OBJETIVO DE LA TAREA: Actualiza el texto sobre Nelson Mandela. Copia todo lo que va desde "Entre las muchas" hasta "de su hijo." y cambia "prisión" por "penitenciaría".

FRAGMENTO DEL TEXTO:
Entre las muchas cosas que pueden llamar la atención sobre la vida de Nelson Mandela hay una que habla a las claras de la personalidad del líder antiapartheid. Cuando a finales de enero de 1990, el presidente sudafricano Frederik de Klerk le anunció sin mayores preámbulos que quedaba libre, Mandela le dijo que no podía abandonar la prisión de manera tan abrupta, y que había que esperar unos días para que su pueblo pudiese digerir la noticia y se prepararse para verlo en libertad. Cualquiera habría salido corriendo después de casi veintiocho años de cárcel, durante los que no pudo siquiera asistir al funeral de su madre ni al entierro de su hijo.
En diciembre de este año se cumplen diez de la muerte del premio Nobel de Paz sudafricano y coincidiendo con este aniversario Zelda la Grange, de 52 años, quien fuera su secretaria durante sus últimos diecinueve años, ha publicado Good morning, Mr. Mandela, libro de memorias que recoge la experiencia de haber trabajado al lado de Madiba, nombre tribal y afectuoso con el que también se conocía a Nelson Mandela en su país.

CONJUNTO DE ENTRADAS:

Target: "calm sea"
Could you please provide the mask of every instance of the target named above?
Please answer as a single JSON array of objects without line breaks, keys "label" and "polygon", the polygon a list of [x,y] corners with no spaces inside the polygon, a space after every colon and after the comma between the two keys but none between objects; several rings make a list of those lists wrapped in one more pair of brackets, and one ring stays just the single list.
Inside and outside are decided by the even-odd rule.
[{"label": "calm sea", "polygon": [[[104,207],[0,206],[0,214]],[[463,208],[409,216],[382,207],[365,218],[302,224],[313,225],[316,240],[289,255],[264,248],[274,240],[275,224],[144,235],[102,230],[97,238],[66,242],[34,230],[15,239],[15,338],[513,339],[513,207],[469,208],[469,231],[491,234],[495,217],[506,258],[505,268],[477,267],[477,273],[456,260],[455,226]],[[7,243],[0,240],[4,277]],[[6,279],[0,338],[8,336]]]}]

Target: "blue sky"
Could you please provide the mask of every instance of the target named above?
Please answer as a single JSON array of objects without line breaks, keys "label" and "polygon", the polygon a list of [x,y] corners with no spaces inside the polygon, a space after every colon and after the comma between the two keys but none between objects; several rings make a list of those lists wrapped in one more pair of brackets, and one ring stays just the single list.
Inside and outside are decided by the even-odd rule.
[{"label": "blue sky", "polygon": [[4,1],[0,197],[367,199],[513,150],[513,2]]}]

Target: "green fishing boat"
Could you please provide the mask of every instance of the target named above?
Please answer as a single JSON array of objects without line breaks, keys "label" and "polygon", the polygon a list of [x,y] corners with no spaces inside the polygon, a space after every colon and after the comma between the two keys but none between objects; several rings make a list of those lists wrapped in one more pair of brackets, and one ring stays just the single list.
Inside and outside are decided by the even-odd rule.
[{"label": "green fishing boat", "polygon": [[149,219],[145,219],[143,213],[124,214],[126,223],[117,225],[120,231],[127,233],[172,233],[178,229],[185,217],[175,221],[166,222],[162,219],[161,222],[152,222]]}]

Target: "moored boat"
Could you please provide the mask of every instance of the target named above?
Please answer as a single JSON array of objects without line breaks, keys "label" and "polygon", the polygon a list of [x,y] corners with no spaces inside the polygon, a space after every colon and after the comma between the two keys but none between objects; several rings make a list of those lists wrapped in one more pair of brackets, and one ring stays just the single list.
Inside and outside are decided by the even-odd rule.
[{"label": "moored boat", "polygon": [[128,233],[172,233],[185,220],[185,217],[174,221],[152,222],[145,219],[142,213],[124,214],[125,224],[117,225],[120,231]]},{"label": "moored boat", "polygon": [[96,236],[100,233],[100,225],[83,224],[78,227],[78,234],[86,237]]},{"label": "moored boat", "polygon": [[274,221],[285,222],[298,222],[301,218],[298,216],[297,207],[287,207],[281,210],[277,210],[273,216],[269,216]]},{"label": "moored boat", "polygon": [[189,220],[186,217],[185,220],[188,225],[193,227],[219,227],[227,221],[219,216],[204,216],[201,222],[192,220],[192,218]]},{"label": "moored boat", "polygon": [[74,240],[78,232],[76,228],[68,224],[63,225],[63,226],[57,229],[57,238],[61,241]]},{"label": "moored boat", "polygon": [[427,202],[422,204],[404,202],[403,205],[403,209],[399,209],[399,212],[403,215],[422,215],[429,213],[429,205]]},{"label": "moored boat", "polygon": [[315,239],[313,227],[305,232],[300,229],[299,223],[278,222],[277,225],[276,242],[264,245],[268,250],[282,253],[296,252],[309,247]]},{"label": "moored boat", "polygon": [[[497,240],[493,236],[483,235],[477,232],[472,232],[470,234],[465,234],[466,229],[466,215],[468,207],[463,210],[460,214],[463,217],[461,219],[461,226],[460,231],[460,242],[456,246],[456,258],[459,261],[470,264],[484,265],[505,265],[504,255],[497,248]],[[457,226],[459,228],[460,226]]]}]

RESULTADO:
Entre las muchas cosas que pueden llamar la atención sobre la vida de Nelson Mandela hay una que habla a las claras de la personalidad del líder antiapartheid. Cuando a finales de enero de 1990, el presidente sudafricano Frederik de Klerk le anunció sin mayores preámbulos que quedaba libre, Mandela le dijo que no podía abandonar la penitenciaría de manera tan abrupta, y que había que esperar unos días para que su pueblo pudiese digerir la noticia y se prepararse para verlo en libertad. Cualquiera habría salido corriendo después de casi veintiocho años de cárcel, durante los que no pudo siquiera asistir al funeral de su madre ni al entierro de su hijo.